ABOUT THIS EXERCISE:
Every entry must be transcribed without alteration.

[Saved data entries]
Segment Open
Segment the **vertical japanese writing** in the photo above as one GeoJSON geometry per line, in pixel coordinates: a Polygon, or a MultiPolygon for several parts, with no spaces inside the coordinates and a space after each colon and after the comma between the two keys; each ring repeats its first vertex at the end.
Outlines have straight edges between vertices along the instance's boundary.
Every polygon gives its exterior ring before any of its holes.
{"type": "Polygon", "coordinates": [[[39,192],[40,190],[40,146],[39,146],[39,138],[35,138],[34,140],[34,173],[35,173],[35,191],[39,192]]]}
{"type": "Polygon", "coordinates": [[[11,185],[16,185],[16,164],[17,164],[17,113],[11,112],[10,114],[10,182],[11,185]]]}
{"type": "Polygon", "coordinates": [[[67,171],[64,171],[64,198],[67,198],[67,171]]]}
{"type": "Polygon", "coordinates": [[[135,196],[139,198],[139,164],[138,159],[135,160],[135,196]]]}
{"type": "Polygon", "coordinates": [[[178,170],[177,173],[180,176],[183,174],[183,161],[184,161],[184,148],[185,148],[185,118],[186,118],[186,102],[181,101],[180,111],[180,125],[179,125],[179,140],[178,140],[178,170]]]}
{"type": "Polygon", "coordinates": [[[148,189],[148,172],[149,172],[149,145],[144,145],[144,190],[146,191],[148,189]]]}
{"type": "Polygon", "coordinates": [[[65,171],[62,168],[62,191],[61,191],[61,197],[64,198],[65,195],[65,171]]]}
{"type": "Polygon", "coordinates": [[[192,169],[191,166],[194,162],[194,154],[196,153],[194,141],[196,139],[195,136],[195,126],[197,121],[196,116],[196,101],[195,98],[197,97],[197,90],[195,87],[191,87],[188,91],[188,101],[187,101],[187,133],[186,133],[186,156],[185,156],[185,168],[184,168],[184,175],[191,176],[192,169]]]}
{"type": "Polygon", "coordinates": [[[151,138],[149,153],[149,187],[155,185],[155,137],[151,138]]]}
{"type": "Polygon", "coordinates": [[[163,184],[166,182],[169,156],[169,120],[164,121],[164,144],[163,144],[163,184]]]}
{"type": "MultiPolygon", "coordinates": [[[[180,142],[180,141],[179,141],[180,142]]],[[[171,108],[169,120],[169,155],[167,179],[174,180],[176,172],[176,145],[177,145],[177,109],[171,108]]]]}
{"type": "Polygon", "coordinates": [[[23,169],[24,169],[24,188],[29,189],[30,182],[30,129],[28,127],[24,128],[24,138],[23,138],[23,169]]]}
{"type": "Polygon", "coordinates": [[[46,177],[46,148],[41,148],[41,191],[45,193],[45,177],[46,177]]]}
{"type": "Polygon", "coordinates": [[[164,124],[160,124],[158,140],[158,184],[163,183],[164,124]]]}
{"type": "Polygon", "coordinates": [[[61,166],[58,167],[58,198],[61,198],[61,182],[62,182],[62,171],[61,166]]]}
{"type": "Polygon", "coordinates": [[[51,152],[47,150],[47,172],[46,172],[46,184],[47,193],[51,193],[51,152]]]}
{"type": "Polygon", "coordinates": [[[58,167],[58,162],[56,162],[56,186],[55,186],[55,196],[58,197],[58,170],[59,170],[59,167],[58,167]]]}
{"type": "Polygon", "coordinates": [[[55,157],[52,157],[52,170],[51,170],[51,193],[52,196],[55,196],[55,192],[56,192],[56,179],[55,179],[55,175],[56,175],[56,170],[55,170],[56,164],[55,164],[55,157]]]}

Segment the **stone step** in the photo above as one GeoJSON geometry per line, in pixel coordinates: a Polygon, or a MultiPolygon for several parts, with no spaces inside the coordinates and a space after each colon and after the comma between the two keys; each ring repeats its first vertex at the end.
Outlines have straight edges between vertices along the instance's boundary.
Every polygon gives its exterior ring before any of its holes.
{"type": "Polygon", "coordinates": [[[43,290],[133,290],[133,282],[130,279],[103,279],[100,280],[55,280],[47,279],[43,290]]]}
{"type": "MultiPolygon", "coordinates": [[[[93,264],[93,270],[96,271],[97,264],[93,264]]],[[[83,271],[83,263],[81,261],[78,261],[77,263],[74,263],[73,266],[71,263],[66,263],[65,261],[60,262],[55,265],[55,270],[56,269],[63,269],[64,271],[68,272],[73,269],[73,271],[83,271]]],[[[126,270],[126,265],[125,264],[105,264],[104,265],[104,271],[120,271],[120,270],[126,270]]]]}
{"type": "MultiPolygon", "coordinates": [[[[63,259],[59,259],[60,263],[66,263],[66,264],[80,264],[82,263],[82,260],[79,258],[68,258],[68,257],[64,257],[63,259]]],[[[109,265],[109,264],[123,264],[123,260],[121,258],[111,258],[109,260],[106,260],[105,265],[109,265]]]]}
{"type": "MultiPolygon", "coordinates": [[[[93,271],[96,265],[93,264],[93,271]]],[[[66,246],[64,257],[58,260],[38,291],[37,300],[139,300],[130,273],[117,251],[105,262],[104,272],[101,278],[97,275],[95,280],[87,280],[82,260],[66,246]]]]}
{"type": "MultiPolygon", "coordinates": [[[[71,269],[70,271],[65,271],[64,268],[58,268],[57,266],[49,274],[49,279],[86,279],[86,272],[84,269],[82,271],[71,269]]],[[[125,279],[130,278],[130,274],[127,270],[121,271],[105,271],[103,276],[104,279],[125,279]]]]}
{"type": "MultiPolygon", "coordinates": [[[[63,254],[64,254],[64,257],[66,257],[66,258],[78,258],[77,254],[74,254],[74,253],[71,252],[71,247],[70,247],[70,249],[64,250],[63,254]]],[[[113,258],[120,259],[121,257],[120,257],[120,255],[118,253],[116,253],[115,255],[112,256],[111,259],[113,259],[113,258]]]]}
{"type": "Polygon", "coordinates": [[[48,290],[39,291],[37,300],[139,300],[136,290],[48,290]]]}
Segment Closed
EXERCISE RESULT:
Segment the **vertical japanese writing** in the photo above as one GeoJSON geometry per line, in pixel coordinates: a Polygon, or a MultiPolygon for several parts, with no spaces inside the coordinates and a space after each colon and after the comma between the two keys; each ring repeats its first vertex at the end.
Outlines have straight edges between vertices along the instance's boundary.
Every polygon gives its exterior ring before any of its holes.
{"type": "Polygon", "coordinates": [[[39,192],[40,190],[40,146],[39,146],[39,138],[35,138],[34,140],[34,173],[35,173],[35,191],[39,192]]]}
{"type": "Polygon", "coordinates": [[[11,185],[16,185],[16,164],[17,164],[17,113],[11,112],[10,114],[10,182],[11,185]]]}
{"type": "Polygon", "coordinates": [[[67,171],[64,171],[64,198],[67,198],[67,171]]]}
{"type": "Polygon", "coordinates": [[[135,196],[139,198],[139,164],[138,159],[135,160],[135,196]]]}
{"type": "Polygon", "coordinates": [[[178,170],[177,173],[180,176],[183,174],[183,161],[184,161],[184,148],[185,148],[185,118],[186,118],[186,102],[181,101],[180,111],[180,125],[179,125],[179,140],[178,140],[178,170]]]}
{"type": "Polygon", "coordinates": [[[148,189],[148,172],[149,172],[149,145],[144,145],[144,190],[146,191],[148,189]]]}
{"type": "Polygon", "coordinates": [[[65,171],[62,168],[62,191],[61,191],[61,197],[64,198],[65,195],[65,171]]]}
{"type": "Polygon", "coordinates": [[[192,169],[191,166],[194,162],[194,154],[196,153],[194,141],[196,139],[195,136],[195,126],[197,121],[196,116],[196,101],[195,98],[197,97],[197,90],[195,87],[191,87],[188,91],[188,101],[187,101],[187,133],[186,133],[186,156],[185,156],[185,168],[184,168],[184,175],[191,176],[192,169]]]}
{"type": "Polygon", "coordinates": [[[151,138],[149,153],[149,187],[155,185],[155,137],[151,138]]]}
{"type": "Polygon", "coordinates": [[[163,184],[166,182],[169,156],[169,120],[164,121],[164,144],[163,144],[163,184]]]}
{"type": "MultiPolygon", "coordinates": [[[[180,142],[180,141],[179,141],[180,142]]],[[[171,108],[169,120],[169,155],[167,179],[174,180],[176,172],[176,145],[177,145],[177,109],[171,108]]]]}
{"type": "Polygon", "coordinates": [[[23,169],[24,169],[24,188],[29,189],[30,182],[30,129],[28,127],[24,128],[24,138],[23,138],[23,169]]]}
{"type": "Polygon", "coordinates": [[[46,177],[46,148],[41,148],[41,191],[45,193],[45,177],[46,177]]]}
{"type": "Polygon", "coordinates": [[[164,124],[160,124],[158,140],[158,184],[163,183],[164,124]]]}
{"type": "Polygon", "coordinates": [[[61,166],[58,167],[58,198],[61,198],[61,182],[62,182],[62,171],[61,166]]]}
{"type": "Polygon", "coordinates": [[[51,152],[47,150],[47,172],[46,172],[46,184],[47,193],[51,193],[51,152]]]}
{"type": "Polygon", "coordinates": [[[58,167],[58,162],[56,162],[56,186],[55,186],[55,196],[58,197],[58,170],[59,170],[59,167],[58,167]]]}
{"type": "Polygon", "coordinates": [[[55,157],[52,157],[52,170],[51,170],[51,193],[52,196],[55,196],[55,192],[56,192],[56,179],[55,179],[55,175],[56,175],[56,170],[55,170],[56,164],[55,164],[55,157]]]}

Segment the **stone step** in the photo above as one GeoJSON geometry per line, in pixel coordinates: a Polygon, or a MultiPolygon for several parts, with no spaces inside the coordinates and a space after each colon and after the comma between the two keys; each ring repeats its first vertex at the end.
Outlines have straight edges between vertices along the instance's boundary.
Every polygon gives its exterior ring before any of its holes.
{"type": "Polygon", "coordinates": [[[43,290],[133,290],[133,282],[130,279],[103,279],[100,280],[55,280],[47,279],[43,290]]]}
{"type": "MultiPolygon", "coordinates": [[[[93,264],[93,270],[96,271],[97,264],[93,264]]],[[[83,271],[83,263],[81,261],[78,261],[77,263],[74,263],[73,266],[71,263],[66,263],[65,261],[60,262],[55,265],[55,270],[56,269],[63,269],[64,271],[68,272],[73,269],[73,271],[83,271]]],[[[126,270],[126,265],[125,264],[105,264],[104,265],[104,271],[120,271],[120,270],[126,270]]]]}
{"type": "MultiPolygon", "coordinates": [[[[63,259],[59,259],[60,263],[66,263],[66,264],[80,264],[82,263],[82,260],[79,258],[68,258],[68,257],[64,257],[63,259]]],[[[109,265],[109,264],[123,264],[123,260],[121,258],[111,258],[109,260],[106,260],[105,265],[109,265]]]]}
{"type": "MultiPolygon", "coordinates": [[[[93,271],[96,265],[93,264],[93,271]]],[[[66,246],[64,257],[58,260],[38,291],[37,300],[139,300],[130,273],[117,251],[105,262],[104,272],[101,278],[97,275],[95,280],[87,280],[82,260],[66,246]]]]}
{"type": "MultiPolygon", "coordinates": [[[[71,269],[70,271],[65,271],[64,268],[58,268],[57,266],[49,274],[49,279],[86,279],[86,272],[84,269],[82,271],[71,269]]],[[[125,279],[130,278],[130,274],[127,270],[121,271],[105,271],[103,276],[104,279],[125,279]]]]}
{"type": "MultiPolygon", "coordinates": [[[[63,254],[64,254],[64,257],[66,257],[66,258],[78,258],[77,254],[74,254],[74,253],[71,252],[71,247],[70,247],[70,249],[64,250],[63,254]]],[[[113,258],[120,259],[121,257],[120,257],[120,255],[118,253],[116,253],[115,255],[112,256],[111,259],[113,259],[113,258]]]]}
{"type": "Polygon", "coordinates": [[[48,290],[39,291],[37,300],[139,300],[136,290],[48,290]]]}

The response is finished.